Provided records:
● ● ●
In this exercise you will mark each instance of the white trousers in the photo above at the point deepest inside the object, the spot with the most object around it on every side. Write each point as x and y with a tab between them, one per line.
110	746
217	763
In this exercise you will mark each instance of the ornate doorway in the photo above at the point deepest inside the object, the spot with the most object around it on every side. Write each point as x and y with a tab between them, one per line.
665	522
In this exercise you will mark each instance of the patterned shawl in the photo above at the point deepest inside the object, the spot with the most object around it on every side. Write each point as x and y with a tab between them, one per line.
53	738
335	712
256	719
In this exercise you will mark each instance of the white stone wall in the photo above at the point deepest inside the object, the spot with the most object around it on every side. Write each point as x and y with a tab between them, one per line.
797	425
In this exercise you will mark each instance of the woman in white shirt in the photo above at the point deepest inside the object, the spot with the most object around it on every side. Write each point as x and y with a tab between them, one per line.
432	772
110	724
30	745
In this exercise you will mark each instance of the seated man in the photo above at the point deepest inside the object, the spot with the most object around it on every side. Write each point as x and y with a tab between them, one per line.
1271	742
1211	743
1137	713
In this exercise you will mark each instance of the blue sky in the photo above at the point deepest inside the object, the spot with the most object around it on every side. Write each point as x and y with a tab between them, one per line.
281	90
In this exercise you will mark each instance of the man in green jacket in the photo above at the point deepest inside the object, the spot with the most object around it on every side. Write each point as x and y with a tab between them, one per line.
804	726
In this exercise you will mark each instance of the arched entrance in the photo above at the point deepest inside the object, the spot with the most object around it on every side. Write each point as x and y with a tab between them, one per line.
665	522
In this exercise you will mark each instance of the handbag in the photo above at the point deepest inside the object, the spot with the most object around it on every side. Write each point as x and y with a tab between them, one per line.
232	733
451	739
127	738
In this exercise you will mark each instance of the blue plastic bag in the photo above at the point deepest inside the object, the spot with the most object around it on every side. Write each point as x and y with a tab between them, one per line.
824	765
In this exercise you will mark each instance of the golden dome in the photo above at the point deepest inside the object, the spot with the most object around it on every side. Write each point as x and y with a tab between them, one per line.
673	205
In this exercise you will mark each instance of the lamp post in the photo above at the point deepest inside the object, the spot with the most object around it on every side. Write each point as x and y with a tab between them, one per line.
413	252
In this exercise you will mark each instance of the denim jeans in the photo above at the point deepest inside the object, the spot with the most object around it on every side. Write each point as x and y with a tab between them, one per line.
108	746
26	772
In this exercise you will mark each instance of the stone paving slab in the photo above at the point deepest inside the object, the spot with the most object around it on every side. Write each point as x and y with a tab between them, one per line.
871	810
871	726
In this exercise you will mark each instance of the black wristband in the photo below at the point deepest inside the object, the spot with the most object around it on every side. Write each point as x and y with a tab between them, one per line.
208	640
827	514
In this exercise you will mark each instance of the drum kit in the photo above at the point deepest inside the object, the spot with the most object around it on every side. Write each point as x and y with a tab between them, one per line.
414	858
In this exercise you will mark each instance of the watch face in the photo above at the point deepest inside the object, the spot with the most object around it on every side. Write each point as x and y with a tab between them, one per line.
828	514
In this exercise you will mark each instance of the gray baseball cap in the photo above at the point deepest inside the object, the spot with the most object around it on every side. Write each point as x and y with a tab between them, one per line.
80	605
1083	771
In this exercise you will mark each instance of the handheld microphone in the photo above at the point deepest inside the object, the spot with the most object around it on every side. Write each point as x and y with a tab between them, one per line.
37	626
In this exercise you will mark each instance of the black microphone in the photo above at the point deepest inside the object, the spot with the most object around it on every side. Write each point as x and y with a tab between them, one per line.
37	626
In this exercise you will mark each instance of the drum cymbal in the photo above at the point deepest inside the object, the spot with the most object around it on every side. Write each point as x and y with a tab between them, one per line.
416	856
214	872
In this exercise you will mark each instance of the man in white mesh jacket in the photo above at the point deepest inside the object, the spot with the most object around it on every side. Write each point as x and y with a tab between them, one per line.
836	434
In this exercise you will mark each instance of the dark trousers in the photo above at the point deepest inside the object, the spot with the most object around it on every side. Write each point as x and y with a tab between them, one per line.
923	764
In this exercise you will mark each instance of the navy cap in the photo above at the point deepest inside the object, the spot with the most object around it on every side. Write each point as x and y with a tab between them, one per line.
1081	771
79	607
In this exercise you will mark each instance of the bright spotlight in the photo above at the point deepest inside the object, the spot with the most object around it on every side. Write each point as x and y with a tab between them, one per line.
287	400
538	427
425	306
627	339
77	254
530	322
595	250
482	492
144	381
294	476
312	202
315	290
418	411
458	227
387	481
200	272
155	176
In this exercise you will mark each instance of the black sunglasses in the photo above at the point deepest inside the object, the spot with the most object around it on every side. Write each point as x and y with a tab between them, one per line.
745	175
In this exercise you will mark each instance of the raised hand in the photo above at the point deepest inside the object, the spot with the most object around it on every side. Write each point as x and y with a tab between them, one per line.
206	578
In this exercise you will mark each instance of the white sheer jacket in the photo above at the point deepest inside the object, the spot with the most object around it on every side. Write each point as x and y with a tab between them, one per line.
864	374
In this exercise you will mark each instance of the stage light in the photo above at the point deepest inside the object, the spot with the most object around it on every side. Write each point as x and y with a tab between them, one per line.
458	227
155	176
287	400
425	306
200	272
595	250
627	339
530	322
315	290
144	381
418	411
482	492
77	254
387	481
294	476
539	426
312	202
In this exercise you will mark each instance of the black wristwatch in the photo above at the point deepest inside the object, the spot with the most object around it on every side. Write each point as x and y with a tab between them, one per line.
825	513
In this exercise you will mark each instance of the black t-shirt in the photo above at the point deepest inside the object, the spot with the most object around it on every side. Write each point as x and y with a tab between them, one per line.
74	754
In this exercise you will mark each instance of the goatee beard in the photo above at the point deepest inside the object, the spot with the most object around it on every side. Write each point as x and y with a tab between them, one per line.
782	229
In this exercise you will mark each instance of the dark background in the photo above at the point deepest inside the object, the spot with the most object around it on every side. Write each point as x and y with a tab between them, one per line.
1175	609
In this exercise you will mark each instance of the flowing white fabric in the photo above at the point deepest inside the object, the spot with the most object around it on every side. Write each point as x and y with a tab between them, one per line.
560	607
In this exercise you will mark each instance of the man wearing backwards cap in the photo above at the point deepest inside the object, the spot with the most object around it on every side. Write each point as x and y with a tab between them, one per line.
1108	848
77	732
● ● ●
Exercise: Every line of the material must be returned exactly as it appears.

Solution:
In this exercise you will mark each instance of the white trousers in the photo above at the point deepest inside the object, the spot with the most object around it on every side. Write each point as x and y with a tab between them, one per line.
110	746
217	763
In this exercise you will mark each instance of the ornate doorway in the photo above at the point deepest inside the object, the spot with the most object around it on every side. Write each point as x and y with a tab between them, one per line.
665	522
In this exercise you will mark each instance of the patterned shawl in the photo above at the point deepest inside the object, the spot with the most object around it on every side. Write each point as x and y with a tab between them, one per line.
53	738
335	712
256	719
In this exercise you will mark each instance of the white stone wall in the photo above at the point deepest inside the object, the spot with the most object around it on every side. Write each point as x and y with a tab between them, one per line.
797	425
In this exercise you will mark each instance of the woman in white shirt in the photo above at the point deepest inside the object, the spot with the most object around it on every side. Write each point as x and y with a tab between them, one per line.
432	772
110	724
30	745
In this exercise you will mark each instance of the seated man in the photo above at the point deepest inside the object, the spot with the most object around it on every side. Write each point as x and y with a tab between them, one per line.
1271	742
1211	743
1137	713
In this exercise you will mark each instance of the blue sky in the photo above at the point deepest inside the object, the spot with the most object around it on every side. Write each point as x and y with a tab between them, one per line.
281	90
In this exercise you will mark each instance of the man in green jacket in the photo above at the point deepest inside the object, the spot with the most object around it on every side. Write each point as x and y with a tab between them, one per line.
804	726
In this exercise you will mark each instance of the arched entrance in the photo above at the point deepest inside the object, the spot with the most object around it on every side. Write each point as x and y with a tab between them, one per line.
665	522
In this exercise you will mark each instance of the handbag in the photo above at the point deepest inside the object, the spot with the most object around it on every side. Write each point as x and y with a tab between them, one per line.
232	733
451	739
127	738
In this exercise you will mark each instance of the blue plastic bag in the photo above at the point deepest inside the object, the spot with the most object around it on every side. Write each point as x and y with a tab between them, one per line.
824	765
In this exercise you will mark each instance of the golden dome in the photo above at the point deepest inside the object, the spot with the most object around it on every side. Write each point as x and y with a tab between them, one per line.
673	205
In this exercise you will mark each instance of the lamp post in the photo above at the point deepest inside the object, the spot with the most object around it on every side. Write each point as x and y with a tab between them, one per line.
413	252
In this exercise you will mark each instance of the denim jeans in the photo above at the point deepest inside the object, the spot with the most object around it on every side. Write each point as x and y with a tab between them, one per line.
108	746
26	772
In this exercise you will mark each instance of the stone paving slab in the photo above at the point deepest inside the object, the spot with the most object around it on every side. Write each point as x and y with a tab between them, one per line.
871	810
871	726
In this exercise you will mark each instance of the black wristband in the photo below at the point deepest inside the object, the spot with the most object around it on every side. Write each point as x and y with a tab between them, one per line.
208	640
827	514
In this exercise you will mark each instance of the drum kit in the photo above at the point deepest inside the object, the spot with the most object around it on every side. Write each point as x and y with a tab between them, one per line.
414	858
In this exercise you will mark each instance of the watch face in the photo above at the point deepest inside the object, the spot with the most object around it on every side. Write each point as x and y with a tab between them, one per line.
828	514
In this exercise you will mark each instance of the gray baseball cap in the photo above at the point deepest inside the object, the spot with the most object around it on every side. Write each point as x and y with a tab between them, one per line.
80	605
1083	771
In this exercise you will mark each instance of the handheld microphone in the photo above at the point deepest inside the object, the spot with the most object around it on every side. Write each point as x and y with a tab between them, one per line.
37	626
In this exercise you will mark each instance of the black microphone in the photo above at the point deepest inside the object, the spot with the most object around it on every side. Write each point as x and y with a tab between them, one per line.
37	626
In this exercise you will mark each instance of the drum cymbal in the photo above at the point deepest inside the object, the spot with the most object around it on every side. Write each point as x and y with a tab between them, one per line.
416	856
214	872
In this exercise you will mark each instance of the man in white mesh jacket in the photo above at the point deepest inside the object, the spot with the most object around it on every side. Write each point as x and y with a tab between them, one per line.
836	434
In this exercise you will mark each instance of the dark trousers in the photo above at the point deepest inside the object, the spot with the most object around it on every side. Write each point as x and y with a tab between them, one per line.
923	764
In this exercise you will mark each instance of the navy cap in the photo above at the point deepest inside the object, the spot with the most object around it on every side. Write each point as x and y with a tab between them, one per line.
1081	771
79	607
In this exercise you will mark each instance of the bright spotlight in the photo above at the point deepest inside the object, the spot with the most object around it on every side. Write each point as x and y with a tab between them, one per line.
287	400
538	427
425	306
627	339
77	254
530	322
595	250
482	492
144	381
294	476
312	202
315	290
418	411
458	227
387	481
200	272
155	176
In this exercise you will mark each instance of the black sunglasses in the photo above at the point deepest inside the object, the spot with the most object around it on every side. Write each point as x and y with a tab between them, one per line.
745	175
In this exercise you will mark each instance of the raised hand in the photo above at the point deepest inside the object, the spot with the most object around it on every side. Write each point as x and y with a tab between them, one per line.
206	578
In this exercise you will mark each instance of the white sheer jacket in the photo above at the point deepest inside the object, the spot with the most object around it on every side. Write each point as x and y with a tab between them, one per line.
864	374
In this exercise you will mark each instance of the stage light in the photo above at the point deepest inside the object, the spot with the most object around it on every side. Write each point as x and y with a tab between them, one per line.
458	227
155	176
287	400
425	306
200	272
595	250
627	339
530	322
315	290
144	381
418	411
482	492
77	254
387	481
294	476
539	426
312	202
In this exercise you will mark each instance of the black wristwatch in the photo above at the point deepest inside the object, the spot with the most object around it on every side. Write each point as x and y with a tab between them, one per line.
825	513
In this exercise you will mark each instance of the black t-shirt in the photo above at the point deepest inside the object, the spot with the most object around it on every side. Write each point as x and y with a tab between them, one per line.
74	754
In this exercise you will mark each instance of the goatee beard in the photo above at the point deepest inside the object, the spot with the most object around it on every side. Write each point as x and y with a tab between them, one per line.
782	229
In this exercise you will mark each instance of the dark background in the photo above at the point deepest inside the object, the spot with the most object around it on every side. Write each point as x and y with a tab between them, one per line.
1175	609
In this exercise you will mark each instance of the flowing white fabric in the photo above at the point deepest inside the object, the spot with the most object around it on every side. Write each point as x and y with a tab between them, one per line.
560	607
In this exercise you will mark each instance of the man wearing backwards cap in the photo above at the point deepest inside the object, the spot with the most object around it on every side. Write each point as x and y with a tab between them, one per line.
1108	848
77	732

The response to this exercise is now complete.